__Work instructions__. Pull out the lines from the one containing "Produce ground-truth annotations for the staircase" up to and including the one containing "[469,159,476,198]", and copy them word for word.

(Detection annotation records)
** start **

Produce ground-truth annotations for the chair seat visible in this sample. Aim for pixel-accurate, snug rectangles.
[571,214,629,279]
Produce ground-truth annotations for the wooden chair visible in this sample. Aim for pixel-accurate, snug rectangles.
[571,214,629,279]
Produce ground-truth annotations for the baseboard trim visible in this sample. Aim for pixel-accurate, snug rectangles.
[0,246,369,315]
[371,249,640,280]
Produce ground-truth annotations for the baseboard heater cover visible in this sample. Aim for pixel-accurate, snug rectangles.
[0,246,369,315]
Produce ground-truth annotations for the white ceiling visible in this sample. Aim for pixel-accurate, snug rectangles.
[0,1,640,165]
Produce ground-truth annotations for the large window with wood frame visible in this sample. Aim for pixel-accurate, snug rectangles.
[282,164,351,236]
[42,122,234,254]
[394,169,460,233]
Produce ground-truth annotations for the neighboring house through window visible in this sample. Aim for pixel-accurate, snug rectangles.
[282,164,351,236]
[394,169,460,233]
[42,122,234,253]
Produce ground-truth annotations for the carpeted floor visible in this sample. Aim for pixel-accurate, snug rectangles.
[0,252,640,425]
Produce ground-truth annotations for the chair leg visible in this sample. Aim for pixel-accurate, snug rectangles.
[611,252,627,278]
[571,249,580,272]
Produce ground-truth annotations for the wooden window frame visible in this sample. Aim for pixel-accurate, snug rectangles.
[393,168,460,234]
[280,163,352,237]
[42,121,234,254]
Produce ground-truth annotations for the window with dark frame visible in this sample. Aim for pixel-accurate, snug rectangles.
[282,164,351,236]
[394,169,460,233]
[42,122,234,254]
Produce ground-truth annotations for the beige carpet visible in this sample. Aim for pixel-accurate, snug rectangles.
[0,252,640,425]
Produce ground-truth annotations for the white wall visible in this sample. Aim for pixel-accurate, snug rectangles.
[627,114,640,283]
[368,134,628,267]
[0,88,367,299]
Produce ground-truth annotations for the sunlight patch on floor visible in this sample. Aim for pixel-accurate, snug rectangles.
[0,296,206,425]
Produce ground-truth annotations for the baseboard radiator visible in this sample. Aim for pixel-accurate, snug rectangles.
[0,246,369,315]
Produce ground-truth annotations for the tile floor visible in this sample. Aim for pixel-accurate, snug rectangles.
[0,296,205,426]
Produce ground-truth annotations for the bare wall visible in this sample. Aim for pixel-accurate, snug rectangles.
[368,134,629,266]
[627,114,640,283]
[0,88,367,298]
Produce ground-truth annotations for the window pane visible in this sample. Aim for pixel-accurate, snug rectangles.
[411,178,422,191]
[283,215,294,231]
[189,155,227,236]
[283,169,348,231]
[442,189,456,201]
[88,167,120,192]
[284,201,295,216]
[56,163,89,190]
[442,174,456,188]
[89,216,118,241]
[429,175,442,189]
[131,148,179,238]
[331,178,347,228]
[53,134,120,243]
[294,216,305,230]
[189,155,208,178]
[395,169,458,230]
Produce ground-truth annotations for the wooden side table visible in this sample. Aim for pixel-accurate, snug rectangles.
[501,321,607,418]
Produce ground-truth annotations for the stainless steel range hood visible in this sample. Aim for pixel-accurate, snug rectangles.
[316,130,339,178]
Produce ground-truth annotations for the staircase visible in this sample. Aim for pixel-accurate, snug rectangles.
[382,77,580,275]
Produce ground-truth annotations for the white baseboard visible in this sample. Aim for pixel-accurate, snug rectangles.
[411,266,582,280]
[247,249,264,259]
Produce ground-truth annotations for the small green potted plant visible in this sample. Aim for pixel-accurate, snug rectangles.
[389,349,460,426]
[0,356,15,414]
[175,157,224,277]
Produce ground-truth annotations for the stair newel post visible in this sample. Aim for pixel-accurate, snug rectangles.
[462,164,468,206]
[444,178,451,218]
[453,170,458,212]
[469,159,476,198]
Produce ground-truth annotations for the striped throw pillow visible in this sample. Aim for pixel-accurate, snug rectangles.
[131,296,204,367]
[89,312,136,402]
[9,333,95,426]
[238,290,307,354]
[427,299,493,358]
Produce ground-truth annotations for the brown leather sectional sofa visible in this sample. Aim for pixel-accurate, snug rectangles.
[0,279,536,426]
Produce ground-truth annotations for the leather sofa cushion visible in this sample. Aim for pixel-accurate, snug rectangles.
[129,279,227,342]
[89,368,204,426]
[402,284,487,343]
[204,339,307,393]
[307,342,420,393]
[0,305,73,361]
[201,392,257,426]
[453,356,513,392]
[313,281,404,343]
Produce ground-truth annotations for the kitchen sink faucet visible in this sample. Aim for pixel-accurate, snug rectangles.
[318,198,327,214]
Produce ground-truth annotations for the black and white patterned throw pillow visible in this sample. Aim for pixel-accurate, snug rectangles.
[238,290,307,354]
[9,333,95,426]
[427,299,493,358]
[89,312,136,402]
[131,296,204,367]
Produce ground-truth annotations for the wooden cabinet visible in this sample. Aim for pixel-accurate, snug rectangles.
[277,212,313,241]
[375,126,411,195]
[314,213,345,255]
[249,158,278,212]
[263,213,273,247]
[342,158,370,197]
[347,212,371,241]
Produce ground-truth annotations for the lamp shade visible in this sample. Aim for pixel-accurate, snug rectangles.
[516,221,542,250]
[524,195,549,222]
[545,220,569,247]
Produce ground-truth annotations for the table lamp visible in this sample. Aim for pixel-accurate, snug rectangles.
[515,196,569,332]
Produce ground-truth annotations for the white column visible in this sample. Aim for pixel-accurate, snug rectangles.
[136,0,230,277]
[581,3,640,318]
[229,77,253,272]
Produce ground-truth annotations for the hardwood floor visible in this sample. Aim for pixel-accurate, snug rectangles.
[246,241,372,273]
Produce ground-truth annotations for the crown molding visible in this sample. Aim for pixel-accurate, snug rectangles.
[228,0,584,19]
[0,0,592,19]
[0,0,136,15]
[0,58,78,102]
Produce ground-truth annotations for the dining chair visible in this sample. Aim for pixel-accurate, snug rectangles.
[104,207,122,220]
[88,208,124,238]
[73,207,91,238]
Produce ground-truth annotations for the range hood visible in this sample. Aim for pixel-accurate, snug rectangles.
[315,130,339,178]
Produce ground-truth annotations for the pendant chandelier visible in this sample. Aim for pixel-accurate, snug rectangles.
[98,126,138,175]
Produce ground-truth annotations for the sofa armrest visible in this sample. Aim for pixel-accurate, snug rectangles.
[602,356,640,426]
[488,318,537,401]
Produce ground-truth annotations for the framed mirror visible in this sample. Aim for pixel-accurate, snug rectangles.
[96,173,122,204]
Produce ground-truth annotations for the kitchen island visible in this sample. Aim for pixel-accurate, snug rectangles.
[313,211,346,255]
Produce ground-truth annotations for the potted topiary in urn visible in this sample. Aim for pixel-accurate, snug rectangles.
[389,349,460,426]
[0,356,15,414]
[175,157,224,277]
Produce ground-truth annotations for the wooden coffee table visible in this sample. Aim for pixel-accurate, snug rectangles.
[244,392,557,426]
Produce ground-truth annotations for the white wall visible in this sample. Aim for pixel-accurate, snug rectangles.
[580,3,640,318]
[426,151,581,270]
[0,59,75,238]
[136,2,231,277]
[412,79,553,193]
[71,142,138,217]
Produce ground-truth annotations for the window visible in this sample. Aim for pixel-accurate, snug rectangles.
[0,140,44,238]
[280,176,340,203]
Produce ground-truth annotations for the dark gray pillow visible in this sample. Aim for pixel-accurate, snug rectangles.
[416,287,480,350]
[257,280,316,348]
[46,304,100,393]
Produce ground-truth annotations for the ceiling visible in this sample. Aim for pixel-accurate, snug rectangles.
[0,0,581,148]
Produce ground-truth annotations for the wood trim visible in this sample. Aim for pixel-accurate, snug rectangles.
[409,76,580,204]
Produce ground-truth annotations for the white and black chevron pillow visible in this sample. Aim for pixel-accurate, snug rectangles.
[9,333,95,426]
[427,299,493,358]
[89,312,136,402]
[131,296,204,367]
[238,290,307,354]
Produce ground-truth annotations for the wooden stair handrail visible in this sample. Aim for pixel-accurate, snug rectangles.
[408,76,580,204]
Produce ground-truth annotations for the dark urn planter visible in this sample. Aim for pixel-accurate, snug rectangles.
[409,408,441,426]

** end **

__Output of the task__.
Produce ground-truth annotations for the staircase visible in this sample. Aim for pixel-accurate, snug rectangles.
[382,77,580,275]
Produce ground-truth annotations for the white baseboard visible in this sample. Aim for pixel-accurate, snug rectangles.
[411,266,582,280]
[247,249,264,259]
Produce ground-truth annotations for the small green potted plant visible in this sample. Aim for pixel-accurate, snug rectangles.
[389,349,460,426]
[0,356,15,414]
[175,157,224,277]
Produce ground-truth annotations for the stair newel post visible in this sample. Aim for pixel-accurate, snug rectangles.
[462,164,468,206]
[444,178,451,218]
[453,170,458,212]
[469,159,476,198]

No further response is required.